─── INFORMATION GIVEN ───

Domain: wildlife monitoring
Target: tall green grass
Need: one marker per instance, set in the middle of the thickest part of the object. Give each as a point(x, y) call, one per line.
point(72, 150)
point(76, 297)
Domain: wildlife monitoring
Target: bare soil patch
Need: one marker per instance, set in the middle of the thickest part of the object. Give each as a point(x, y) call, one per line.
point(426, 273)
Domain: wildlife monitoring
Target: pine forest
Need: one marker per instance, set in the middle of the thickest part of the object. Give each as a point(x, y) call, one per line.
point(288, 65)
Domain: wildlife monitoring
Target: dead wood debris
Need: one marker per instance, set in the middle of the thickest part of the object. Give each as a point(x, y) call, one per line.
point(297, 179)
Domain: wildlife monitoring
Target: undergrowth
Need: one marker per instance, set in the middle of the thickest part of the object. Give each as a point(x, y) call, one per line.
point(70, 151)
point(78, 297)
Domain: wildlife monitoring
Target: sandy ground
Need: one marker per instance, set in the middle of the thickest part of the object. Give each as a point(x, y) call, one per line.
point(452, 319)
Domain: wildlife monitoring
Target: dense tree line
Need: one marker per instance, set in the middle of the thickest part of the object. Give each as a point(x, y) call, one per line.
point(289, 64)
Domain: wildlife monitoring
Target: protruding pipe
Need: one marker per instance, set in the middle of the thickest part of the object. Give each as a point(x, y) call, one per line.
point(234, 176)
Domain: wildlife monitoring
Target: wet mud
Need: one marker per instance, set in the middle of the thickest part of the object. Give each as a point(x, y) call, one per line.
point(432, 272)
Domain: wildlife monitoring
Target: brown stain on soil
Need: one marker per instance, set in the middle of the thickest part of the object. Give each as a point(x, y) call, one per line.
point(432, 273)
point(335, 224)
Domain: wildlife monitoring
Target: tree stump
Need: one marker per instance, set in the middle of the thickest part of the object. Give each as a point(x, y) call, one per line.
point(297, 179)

───

> TASK BRIEF:
Reproduce all of the items above line for line, with no changes.

> THE REPLY:
Domain: wildlife monitoring
Target: tall green grass
Need: one marker per instance, set in the middle of the thickest part of the object. Give each as a point(x, y) call, one per line.
point(72, 150)
point(76, 297)
Domain: wildlife monitoring
Target: bare soil patch
Need: one marker per instance, set in the middle of the thickest part of the object. Give each as a point(x, y) call, one per line.
point(426, 273)
Domain: wildlife monitoring
Target: pine forest
Need: one marker per instance, set in the middle of the thickest part of the object. Give each as a point(x, y) call, one per line.
point(288, 65)
Domain: wildlife monitoring
Target: dead wood debris
Need: one marker per instance, set in the middle of the thickest part of the object. Give each as a point(x, y) call, one per line.
point(297, 179)
Domain: wildlife monitoring
Target: undergrowth
Need: one marker per instance, set in the middle of the thickest part of the object. Give each as a point(x, y) call, one per line.
point(70, 151)
point(78, 297)
Domain: wildlife monitoring
Target: sandy ground
Need: one marker per instance, set in the middle of the thickest part of the object. Give each as a point(x, y) call, one per line.
point(452, 319)
Domain: wildlife monitoring
Target: dense tree line
Need: one marker per instance, set in the middle of the thickest part of the object. Give each as a point(x, y) call, one per line.
point(289, 64)
Domain: wildlife monitoring
Target: protruding pipe
Need: one marker per instance, set in the middle of the thickest part of the object. Give each as a point(x, y) call, one per line.
point(234, 176)
Domain: wildlife monitoring
Target: wet mud
Need: one marker per instance, set in the middle of the thickest part of the object. Give each as a point(x, y) call, one per line.
point(432, 272)
Domain: wildlife monitoring
Target: brown stain on soil
Need: one marker per instance, set in the middle of the thickest part of the object. Give each as a point(x, y) call, one per line.
point(432, 273)
point(335, 224)
Domain: wildlife monitoring
Target: tree stump
Need: one marker per instance, set in the middle of the thickest part of the object. Give each as a point(x, y) call, one per line.
point(297, 179)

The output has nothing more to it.